◆ What needs to be done
An exact copy of every entry is needed, without the pictures.

Point-per-instance localization data
=== Begin Enclosure ===
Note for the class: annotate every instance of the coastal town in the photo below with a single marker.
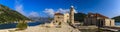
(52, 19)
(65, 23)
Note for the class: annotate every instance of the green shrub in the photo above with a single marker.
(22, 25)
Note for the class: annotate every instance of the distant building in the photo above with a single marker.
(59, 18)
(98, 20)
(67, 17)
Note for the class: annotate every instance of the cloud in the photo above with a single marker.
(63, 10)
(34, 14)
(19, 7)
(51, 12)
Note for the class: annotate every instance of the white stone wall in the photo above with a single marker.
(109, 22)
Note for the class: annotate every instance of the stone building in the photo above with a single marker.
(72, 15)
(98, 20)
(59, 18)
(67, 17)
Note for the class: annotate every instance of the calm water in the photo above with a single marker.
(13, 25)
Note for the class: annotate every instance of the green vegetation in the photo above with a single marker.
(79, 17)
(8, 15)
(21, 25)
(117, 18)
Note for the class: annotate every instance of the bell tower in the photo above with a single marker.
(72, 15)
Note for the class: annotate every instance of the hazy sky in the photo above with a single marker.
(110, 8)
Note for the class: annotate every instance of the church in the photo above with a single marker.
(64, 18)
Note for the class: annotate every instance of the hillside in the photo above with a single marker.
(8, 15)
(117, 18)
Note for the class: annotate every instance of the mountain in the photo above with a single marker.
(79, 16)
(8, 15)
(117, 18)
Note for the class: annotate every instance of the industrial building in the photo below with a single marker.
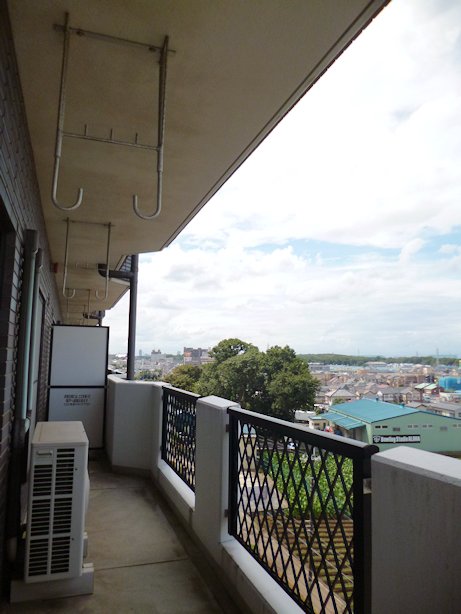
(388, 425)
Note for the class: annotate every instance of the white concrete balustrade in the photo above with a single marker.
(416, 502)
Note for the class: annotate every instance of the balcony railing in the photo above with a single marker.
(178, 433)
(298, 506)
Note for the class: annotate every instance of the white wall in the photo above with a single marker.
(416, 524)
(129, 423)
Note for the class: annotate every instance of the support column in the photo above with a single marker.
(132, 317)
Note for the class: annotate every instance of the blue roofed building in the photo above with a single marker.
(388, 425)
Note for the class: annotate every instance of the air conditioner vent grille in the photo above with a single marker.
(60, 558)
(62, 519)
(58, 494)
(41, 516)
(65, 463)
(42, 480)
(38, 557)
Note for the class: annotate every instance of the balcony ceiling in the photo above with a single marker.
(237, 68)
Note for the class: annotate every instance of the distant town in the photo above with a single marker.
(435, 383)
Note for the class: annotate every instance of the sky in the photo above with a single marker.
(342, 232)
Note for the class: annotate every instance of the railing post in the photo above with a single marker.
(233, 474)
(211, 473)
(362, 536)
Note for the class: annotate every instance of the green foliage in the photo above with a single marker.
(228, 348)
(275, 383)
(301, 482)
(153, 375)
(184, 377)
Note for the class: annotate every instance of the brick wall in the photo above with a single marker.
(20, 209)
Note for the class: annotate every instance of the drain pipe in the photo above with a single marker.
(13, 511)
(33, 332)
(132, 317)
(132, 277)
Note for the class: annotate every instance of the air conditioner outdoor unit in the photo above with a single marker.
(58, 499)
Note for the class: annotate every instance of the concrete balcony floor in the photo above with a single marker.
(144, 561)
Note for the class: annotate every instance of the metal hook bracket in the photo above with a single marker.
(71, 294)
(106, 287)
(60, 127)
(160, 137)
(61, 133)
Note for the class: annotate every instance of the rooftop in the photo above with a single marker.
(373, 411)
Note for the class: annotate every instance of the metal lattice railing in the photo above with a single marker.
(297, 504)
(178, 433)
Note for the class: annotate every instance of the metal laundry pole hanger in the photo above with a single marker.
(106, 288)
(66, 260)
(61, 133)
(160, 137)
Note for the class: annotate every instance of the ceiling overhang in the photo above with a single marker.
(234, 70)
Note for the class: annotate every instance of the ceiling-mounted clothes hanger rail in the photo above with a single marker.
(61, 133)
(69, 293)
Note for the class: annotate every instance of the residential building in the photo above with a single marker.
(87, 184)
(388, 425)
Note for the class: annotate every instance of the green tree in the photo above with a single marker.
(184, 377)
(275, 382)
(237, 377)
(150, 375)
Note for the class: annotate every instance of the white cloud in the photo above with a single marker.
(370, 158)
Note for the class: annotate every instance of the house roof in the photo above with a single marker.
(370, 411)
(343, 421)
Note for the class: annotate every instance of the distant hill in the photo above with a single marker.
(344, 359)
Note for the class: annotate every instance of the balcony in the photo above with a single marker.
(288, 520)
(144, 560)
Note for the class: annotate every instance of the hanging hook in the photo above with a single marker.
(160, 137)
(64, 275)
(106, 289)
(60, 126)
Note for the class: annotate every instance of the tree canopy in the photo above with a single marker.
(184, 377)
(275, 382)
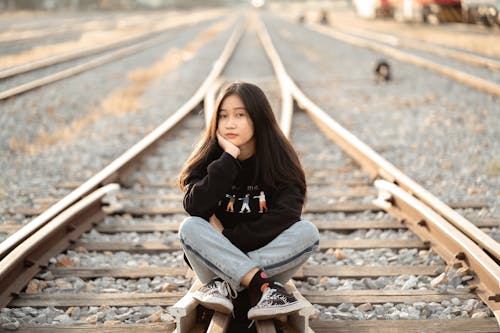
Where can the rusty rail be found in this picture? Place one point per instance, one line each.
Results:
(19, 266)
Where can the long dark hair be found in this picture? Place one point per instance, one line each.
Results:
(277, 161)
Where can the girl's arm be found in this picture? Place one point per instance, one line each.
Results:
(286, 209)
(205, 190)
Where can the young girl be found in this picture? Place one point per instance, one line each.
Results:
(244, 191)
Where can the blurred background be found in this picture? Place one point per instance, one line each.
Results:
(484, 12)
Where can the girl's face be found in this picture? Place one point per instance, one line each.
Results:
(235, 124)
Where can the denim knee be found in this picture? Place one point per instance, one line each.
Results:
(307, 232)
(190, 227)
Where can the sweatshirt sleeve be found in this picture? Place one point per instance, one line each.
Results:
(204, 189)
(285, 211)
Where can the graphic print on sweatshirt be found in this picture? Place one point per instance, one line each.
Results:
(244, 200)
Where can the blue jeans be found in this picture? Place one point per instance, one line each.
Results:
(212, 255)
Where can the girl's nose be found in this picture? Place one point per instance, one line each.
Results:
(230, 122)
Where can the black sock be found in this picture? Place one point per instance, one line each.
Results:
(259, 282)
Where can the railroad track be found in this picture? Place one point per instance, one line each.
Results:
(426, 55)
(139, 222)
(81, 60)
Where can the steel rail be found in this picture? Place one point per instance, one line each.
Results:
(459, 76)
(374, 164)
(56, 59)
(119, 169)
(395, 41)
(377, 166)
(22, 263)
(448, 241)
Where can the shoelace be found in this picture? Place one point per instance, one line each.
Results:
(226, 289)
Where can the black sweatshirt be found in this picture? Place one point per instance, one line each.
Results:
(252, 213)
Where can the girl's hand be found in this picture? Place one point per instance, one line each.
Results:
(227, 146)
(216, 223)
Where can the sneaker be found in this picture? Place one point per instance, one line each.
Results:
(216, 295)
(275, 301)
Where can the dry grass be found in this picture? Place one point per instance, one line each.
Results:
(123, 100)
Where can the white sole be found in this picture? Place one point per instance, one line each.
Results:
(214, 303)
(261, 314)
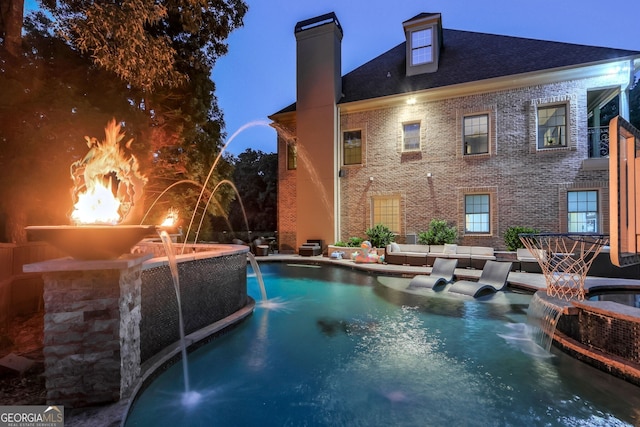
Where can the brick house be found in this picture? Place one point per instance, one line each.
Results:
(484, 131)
=== End Enclosure ===
◆ Response area
Note for the class: annotate every instance of the coastal town in the photo below with a single marker.
(52, 19)
(65, 23)
Note for the class: annotate every instance of the green shrub in the photo above with a single marker.
(22, 25)
Note for the class: annotate every instance of the distant building in the photo above with a single marker.
(59, 18)
(98, 20)
(67, 17)
Note for the class: annotate every instance of the cloud in the photo above with a single marker.
(63, 10)
(34, 14)
(19, 7)
(51, 12)
Note for the class: annotate every instance of the white stone wall in the photo above with a single marker.
(109, 22)
Note for the class: annotate every instance of the stone building in the photo above with a single marker.
(72, 15)
(98, 20)
(59, 18)
(67, 17)
Note for the class: annotate every instance of the calm water in the photo above with a single marker.
(13, 25)
Note for the class: annotate every instance of the green vegetation in the photo above with a single marker.
(79, 17)
(8, 15)
(21, 25)
(117, 18)
Note for the class: annotate every instance of the bell tower in the photo above with a single marker.
(72, 15)
Note for the class: annotate every instance of the hazy sky in the photo above with a single marker.
(110, 8)
Note for the class: annotate every instance of the church in the photo above with a single marker.
(64, 18)
Note for the class: annotate every instance of the hillside in the photo above with a single marker.
(8, 15)
(117, 18)
Note for the class: annotate every instance of the mountain in the photo above with a single marker.
(79, 16)
(8, 15)
(117, 18)
Note for the class: annotate every instance of the industrial building in the photo below with a single marker.
(388, 425)
Note for the class: annotate every instance of the white concrete balustrade in the photo above with a single marker.
(416, 502)
Note for the class: annotate every instance of the balcony railing in the photo above with a single marker.
(178, 433)
(298, 506)
Note for the class: annotate every instance of the white wall in the photo above with a single marker.
(416, 524)
(129, 423)
Note for the class: annotate every instance of the support column in the photo above with a single marker.
(132, 317)
Note for the class: annotate every instance of the blue roofed building in the photo above with a single marker.
(388, 425)
Note for the class: annotate every instance of the air conditioner vent grille in the photo above with a single marker.
(60, 558)
(62, 519)
(58, 494)
(41, 516)
(65, 463)
(42, 480)
(38, 557)
Note for the class: annotate every instance of the balcony ceiling in the photo above with a single marker.
(237, 68)
Note for the class: annotate every instance of the distant town in the photo above with a single marker.
(435, 383)
Note for the class: annotate every instance of the sky in the photo above with a single marker.
(342, 232)
Note for the class: annotate every instance of the railing post in the photo above with a single marker.
(233, 474)
(211, 473)
(362, 536)
Note for the class: annotate every instance of the green foliage in the photo above with a single marker.
(228, 348)
(275, 383)
(301, 482)
(153, 375)
(184, 377)
Note for the class: annotate every instance of the brick wall in the photo above with a single marker.
(20, 209)
Note for the class: annotate every instance of the drain pipe in the photo above with a single marker.
(13, 511)
(33, 332)
(132, 317)
(132, 277)
Note for the class: annotate every instance of the air conditioner outdoor unit in the photo above with a single marker.
(58, 499)
Note for the class: annotate every instance of the concrete balcony floor in the photo above with a single marker.
(144, 561)
Note for the class: annotate every instance of the metal hook bracket in the photo above with a single marker.
(71, 294)
(106, 287)
(60, 127)
(160, 137)
(61, 133)
Note for the class: annotate every instance of the rooftop in the photo above with a single marker.
(373, 411)
Note for the class: annotate every instance of the metal lattice railing in the photo above with a single marker.
(297, 504)
(178, 433)
Note for the class: annotate every instance of the metal laundry pole hanger in the photo above with a single marker.
(106, 288)
(66, 260)
(61, 133)
(160, 137)
Note for the class: annotate every instance of the ceiling overhang in the photo above with a single marker.
(234, 70)
Note for the class: annotate every instance of the ceiling-mounted clothes hanger rail in the photo above with a single marker.
(61, 133)
(69, 293)
Note for the class: annotate every instance of the residential building in the photo above with a single marker.
(87, 184)
(388, 425)
Note for the class: annotate every instance of the green tree in the photo above with a single marker.
(184, 377)
(275, 382)
(237, 377)
(150, 375)
Note for the class: annotate every instance of the white cloud in the photo above with a single marker.
(370, 158)
Note for the class: annotate every instance of the house roof in the photo above with a single marker.
(370, 411)
(343, 421)
Note for the class: annotate every instance of the distant hill in the photo above with a single marker.
(344, 359)
Note for the class: annotate every instance of the balcony in the photo above with a single marker.
(288, 520)
(144, 560)
Note for the class: annotate every instance of the hanging hook in the photo above with a single marker.
(160, 137)
(64, 275)
(106, 289)
(60, 126)
Note for the class: annotate every instance of the tree canopy in the photo above with a single marker.
(184, 377)
(275, 382)
Where can the rusty rail be found in this picture? Place one point per instance, one line each.
Results:
(19, 266)
Where can the long dark hair be found in this picture? Place one point per instance, one line each.
Results:
(277, 161)
Where can the girl's arm be found in this picture? Place one point per instance, one line each.
Results:
(286, 209)
(205, 190)
Where can the young girl be found in this picture? Place one point per instance, one line each.
Results:
(244, 191)
Where can the blurred background be found in this picture? Place one point per instance, one line each.
Results:
(484, 12)
Where can the girl's face be found in this picture? Place one point per instance, one line each.
Results:
(235, 124)
Where can the denim knee be found in this picture? Place one point per instance, one line each.
Results:
(307, 232)
(190, 227)
Where can the sweatshirt sleeve be found in this picture? Place one point per instance, one line each.
Results:
(204, 189)
(285, 211)
Where can the graphic print on sweatshirt be found in this picture? Place one point per instance, one line each.
Results:
(244, 200)
Where can the blue jeans be found in this picture? Place one point per instance, one line each.
Results:
(212, 255)
Where can the girl's nose be found in this picture? Place one point per instance, one line each.
Results:
(230, 122)
Where can the black sock be found in this picture? Place one point per instance, one line each.
Results:
(259, 282)
Where can the railroad track be found in this picture? Place one point per instance, one line each.
Results:
(426, 55)
(139, 222)
(81, 60)
Where can the steel rail be found in this picture? Place one point per instance, one line each.
Results:
(459, 76)
(374, 164)
(56, 59)
(119, 169)
(395, 41)
(377, 166)
(22, 263)
(448, 241)
Where can the shoelace be found in this picture? Place one point per instance, one line each.
Results:
(226, 289)
Where can the black sweatshirt be found in this picture? Place one point per instance, one line each.
Results:
(252, 213)
Where can the girl's hand be found in this picture? Place one point per instance, one line each.
Results:
(227, 146)
(216, 223)
Where can the sneaker be found in this picture? Place one point per instance, one line each.
Results:
(216, 295)
(275, 301)
Where can the dry grass be found in this picture? Place one point per instance, one line each.
Results:
(123, 100)
Where can the white sole be found in this picture? Place one point per instance, one line each.
Results:
(214, 303)
(261, 314)
Where can the brick house be found in this picture? Place one point per instance, one line each.
Results:
(484, 131)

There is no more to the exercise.